**WRITTEN EXERCISE A**: According to the passage on sea-spray air–sea fluxes, why is the sign of the ratio parameter x positive?
**WRITTEN EXERCISE B**: Write the next part of the passage on sea-spray air–sea fluxes, picking up right after equation (28).

**** TEXT PROVIDED ****

Figure 1 shows the conceptual description of the spray-laden MASL. A Cartesian framework is located at the mean sea level; the x-axis orients along the mean wind direction and the z-axis is upward. The dynamic surface roughness $z_0$ significantly affects flux predictions in weather and climate models. Its parameterization has not been thoroughly uniform in all model configurations. A recent study revealed that the decrease in $z_0$ in the WRF (weather research and forecast) model led to significant improvements in the intensity forecasts of strong hurricanes [25]. In this study, the one-dimensional wave field is assumed to be parallel to the x-axis. Thus, the surface roughness length $z_0$ parameterized by ${\tau }_{\mathrm{w}}$ is applied here [35], i.e.,

$$z_0=\alpha u_{*}^2/\mathrm{g}, \alpha =c/\sqrt{1-x},$$

(27)

where g is the gravity acceleration; $x={\tau }_{\mathrm{w}}/u_{*}^2$ is the ratio parameter; and c = 0.001 is an empirical constant. The computation of ${\tau }_{\mathrm{w}}$ is primarily contributed by several parameters, e.g., wave spectra and growth/decay rates. These parameters have diverse formulations among numerical models and theoretical studies, which makes the determination of ${\tau }_{\mathrm{w}}$ continue to be challenging. Herewith, instead of using the specific formulation of ${\tau }_{\mathrm{w}}$, this study focuses on how the ratio parameter $x$ affects air–sea fluxes in high winds. The sign of $x$ is positive here since only wind waves are taken into consideration.

2.4.2. Spray-Induced Momentum Flux ${\tau }_{\mathrm{SP}}$

Equation (15) indicates that the evolution of spray-induced momentum flux depends on the spray volume flux $F_{\mathrm{S}}$; generally, it results from the SSGF integrated through the droplet radius, i.e.,

$$F_{\mathrm{S}}\left(z\right)=f\left(z\right){{\displaystyle \int }}_{r_{\mathrm{L}}}^{r_{\mathrm{H}}}\left(\frac{4}{3}\pi r^3\right)\left[\mathrm{d}F\left(r\right)/\mathrm{d}r\right],$$

(28)

**** DATA SHOWN ****

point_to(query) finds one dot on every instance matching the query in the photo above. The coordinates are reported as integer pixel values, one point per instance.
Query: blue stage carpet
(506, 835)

****

**EXERCISE RESPONSE A**: Only wind waves are taken into consideration.

**EXERCISE RESPONSE B**:
where $F\left(r\right)$ is the SSGF and $f\left(z\right)$ is the decay function [29]. The state-of-the-art SSGF in the paper [34] is adopted here since the experiments found that giant droplets (r ~ 1000 μm) were produced at high winds. Here, the lower and upper limits of the spray radius in Equation (28) are $r_{\mathrm{L}}$ = 30 μm and $r_{\mathrm{H}}$ = 1500 μm, respectively. Under different wind speeds and wave states, the comparisons of SSGF in Equation (28), which were computed under different conditions, and others are shown in Figure 2a. Note that the wave state is characterized through the wave age $\mathsf{\Omega }$, which is less than the 1.0 generally used to parameterize wind waves. Figure 2b shows the comparison between computed spray volumes and previous theoretical results. The vertical profiles of spray volume flux $F_{\mathrm{S}}\left(z\right)$ in Equation (28) are shown in Figure 3, revealing that $F_S\left(z\right)$ decays with height more slowly when $U_{10}$ and $\mathsf{\Omega }$ are larger. The two subplots on the top-right corner indicate that the spray fluxes at 10 m are too small to be considered. It is reasonable to regard the top of the MASL to be 10 m above the sea surface.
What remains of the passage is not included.